**Your goal:** Copy exactly, from the beginning of the material below, every line up to and including the one holding "locate bay window --format jsonl", with the pictures left out.
□ □ □
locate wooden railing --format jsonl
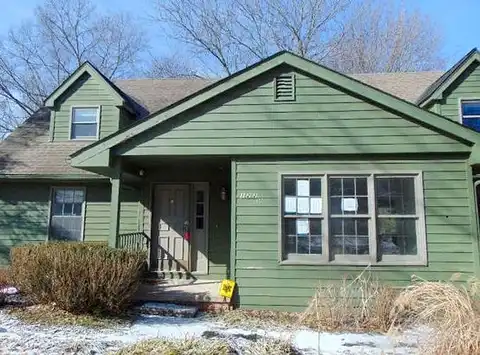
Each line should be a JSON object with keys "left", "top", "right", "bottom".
{"left": 117, "top": 232, "right": 150, "bottom": 252}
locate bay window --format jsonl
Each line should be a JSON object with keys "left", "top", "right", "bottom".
{"left": 281, "top": 173, "right": 426, "bottom": 265}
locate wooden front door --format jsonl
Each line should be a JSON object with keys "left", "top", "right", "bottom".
{"left": 153, "top": 184, "right": 191, "bottom": 272}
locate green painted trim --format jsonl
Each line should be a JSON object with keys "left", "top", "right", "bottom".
{"left": 49, "top": 110, "right": 55, "bottom": 142}
{"left": 230, "top": 159, "right": 237, "bottom": 280}
{"left": 109, "top": 160, "right": 122, "bottom": 248}
{"left": 72, "top": 149, "right": 110, "bottom": 168}
{"left": 470, "top": 167, "right": 480, "bottom": 277}
{"left": 44, "top": 62, "right": 124, "bottom": 108}
{"left": 0, "top": 174, "right": 107, "bottom": 181}
{"left": 71, "top": 51, "right": 480, "bottom": 169}
{"left": 419, "top": 50, "right": 480, "bottom": 107}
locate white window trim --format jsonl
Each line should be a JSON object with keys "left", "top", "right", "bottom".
{"left": 277, "top": 171, "right": 427, "bottom": 266}
{"left": 47, "top": 186, "right": 86, "bottom": 242}
{"left": 69, "top": 105, "right": 101, "bottom": 141}
{"left": 458, "top": 98, "right": 480, "bottom": 124}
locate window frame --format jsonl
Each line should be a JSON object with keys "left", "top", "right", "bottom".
{"left": 47, "top": 186, "right": 86, "bottom": 242}
{"left": 459, "top": 98, "right": 480, "bottom": 126}
{"left": 69, "top": 105, "right": 101, "bottom": 141}
{"left": 278, "top": 171, "right": 426, "bottom": 266}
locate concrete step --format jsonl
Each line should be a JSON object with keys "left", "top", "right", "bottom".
{"left": 134, "top": 302, "right": 199, "bottom": 318}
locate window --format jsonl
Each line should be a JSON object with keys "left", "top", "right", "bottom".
{"left": 49, "top": 188, "right": 85, "bottom": 241}
{"left": 281, "top": 173, "right": 425, "bottom": 265}
{"left": 460, "top": 100, "right": 480, "bottom": 132}
{"left": 70, "top": 107, "right": 99, "bottom": 139}
{"left": 195, "top": 190, "right": 205, "bottom": 230}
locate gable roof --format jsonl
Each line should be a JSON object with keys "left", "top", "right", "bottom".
{"left": 44, "top": 61, "right": 135, "bottom": 113}
{"left": 417, "top": 48, "right": 480, "bottom": 107}
{"left": 71, "top": 51, "right": 480, "bottom": 168}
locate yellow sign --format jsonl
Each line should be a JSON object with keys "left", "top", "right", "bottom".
{"left": 219, "top": 279, "right": 236, "bottom": 299}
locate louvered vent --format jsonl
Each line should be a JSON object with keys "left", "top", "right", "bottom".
{"left": 274, "top": 73, "right": 295, "bottom": 101}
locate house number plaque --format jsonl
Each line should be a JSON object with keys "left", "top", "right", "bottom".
{"left": 238, "top": 192, "right": 261, "bottom": 199}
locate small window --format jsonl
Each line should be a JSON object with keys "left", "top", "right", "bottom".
{"left": 280, "top": 173, "right": 426, "bottom": 265}
{"left": 71, "top": 107, "right": 99, "bottom": 140}
{"left": 50, "top": 188, "right": 85, "bottom": 241}
{"left": 195, "top": 190, "right": 205, "bottom": 230}
{"left": 274, "top": 74, "right": 295, "bottom": 101}
{"left": 461, "top": 100, "right": 480, "bottom": 131}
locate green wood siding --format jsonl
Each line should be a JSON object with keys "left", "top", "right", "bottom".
{"left": 141, "top": 161, "right": 230, "bottom": 280}
{"left": 233, "top": 158, "right": 475, "bottom": 311}
{"left": 83, "top": 185, "right": 111, "bottom": 242}
{"left": 119, "top": 188, "right": 141, "bottom": 234}
{"left": 118, "top": 68, "right": 468, "bottom": 157}
{"left": 434, "top": 62, "right": 480, "bottom": 120}
{"left": 0, "top": 183, "right": 50, "bottom": 264}
{"left": 52, "top": 73, "right": 120, "bottom": 141}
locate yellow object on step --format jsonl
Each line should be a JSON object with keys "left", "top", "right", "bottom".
{"left": 219, "top": 279, "right": 236, "bottom": 299}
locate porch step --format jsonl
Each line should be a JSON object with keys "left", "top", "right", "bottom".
{"left": 134, "top": 302, "right": 198, "bottom": 318}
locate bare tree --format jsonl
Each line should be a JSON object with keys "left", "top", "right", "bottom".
{"left": 146, "top": 55, "right": 201, "bottom": 78}
{"left": 0, "top": 0, "right": 147, "bottom": 138}
{"left": 326, "top": 0, "right": 444, "bottom": 73}
{"left": 153, "top": 0, "right": 444, "bottom": 75}
{"left": 153, "top": 0, "right": 352, "bottom": 75}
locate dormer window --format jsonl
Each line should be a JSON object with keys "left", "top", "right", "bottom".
{"left": 70, "top": 106, "right": 100, "bottom": 140}
{"left": 460, "top": 100, "right": 480, "bottom": 132}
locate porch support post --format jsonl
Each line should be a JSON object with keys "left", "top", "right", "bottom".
{"left": 109, "top": 159, "right": 122, "bottom": 248}
{"left": 468, "top": 165, "right": 480, "bottom": 277}
{"left": 230, "top": 159, "right": 237, "bottom": 280}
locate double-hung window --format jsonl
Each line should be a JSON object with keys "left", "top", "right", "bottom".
{"left": 281, "top": 173, "right": 426, "bottom": 265}
{"left": 70, "top": 107, "right": 99, "bottom": 140}
{"left": 460, "top": 100, "right": 480, "bottom": 132}
{"left": 49, "top": 188, "right": 85, "bottom": 241}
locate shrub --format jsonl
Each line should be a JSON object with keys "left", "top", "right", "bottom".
{"left": 0, "top": 267, "right": 11, "bottom": 305}
{"left": 10, "top": 242, "right": 146, "bottom": 315}
{"left": 115, "top": 338, "right": 233, "bottom": 355}
{"left": 299, "top": 268, "right": 397, "bottom": 332}
{"left": 391, "top": 275, "right": 480, "bottom": 355}
{"left": 244, "top": 338, "right": 300, "bottom": 355}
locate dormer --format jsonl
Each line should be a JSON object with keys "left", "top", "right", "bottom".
{"left": 44, "top": 62, "right": 136, "bottom": 141}
{"left": 418, "top": 48, "right": 480, "bottom": 131}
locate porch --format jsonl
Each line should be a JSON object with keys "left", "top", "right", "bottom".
{"left": 111, "top": 157, "right": 232, "bottom": 305}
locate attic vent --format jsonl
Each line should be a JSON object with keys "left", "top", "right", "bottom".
{"left": 274, "top": 73, "right": 295, "bottom": 101}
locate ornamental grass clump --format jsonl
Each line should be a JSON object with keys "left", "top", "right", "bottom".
{"left": 391, "top": 274, "right": 480, "bottom": 355}
{"left": 10, "top": 242, "right": 146, "bottom": 315}
{"left": 299, "top": 268, "right": 397, "bottom": 332}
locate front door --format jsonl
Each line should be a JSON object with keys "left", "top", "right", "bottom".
{"left": 153, "top": 184, "right": 191, "bottom": 272}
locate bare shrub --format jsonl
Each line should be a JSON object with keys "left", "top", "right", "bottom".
{"left": 10, "top": 242, "right": 146, "bottom": 315}
{"left": 0, "top": 267, "right": 11, "bottom": 305}
{"left": 115, "top": 337, "right": 233, "bottom": 355}
{"left": 299, "top": 268, "right": 397, "bottom": 332}
{"left": 391, "top": 275, "right": 480, "bottom": 355}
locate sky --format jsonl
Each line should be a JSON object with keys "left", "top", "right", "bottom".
{"left": 0, "top": 0, "right": 479, "bottom": 68}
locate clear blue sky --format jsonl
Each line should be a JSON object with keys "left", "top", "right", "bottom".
{"left": 1, "top": 0, "right": 479, "bottom": 68}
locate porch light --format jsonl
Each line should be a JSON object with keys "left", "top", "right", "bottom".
{"left": 220, "top": 187, "right": 227, "bottom": 201}
{"left": 139, "top": 169, "right": 145, "bottom": 176}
□ □ □
**Finished exercise:**
locate wooden railing --format jsonl
Each line should be a JSON object with keys "left", "top", "right", "bottom".
{"left": 117, "top": 232, "right": 150, "bottom": 252}
locate bay window --format jsonl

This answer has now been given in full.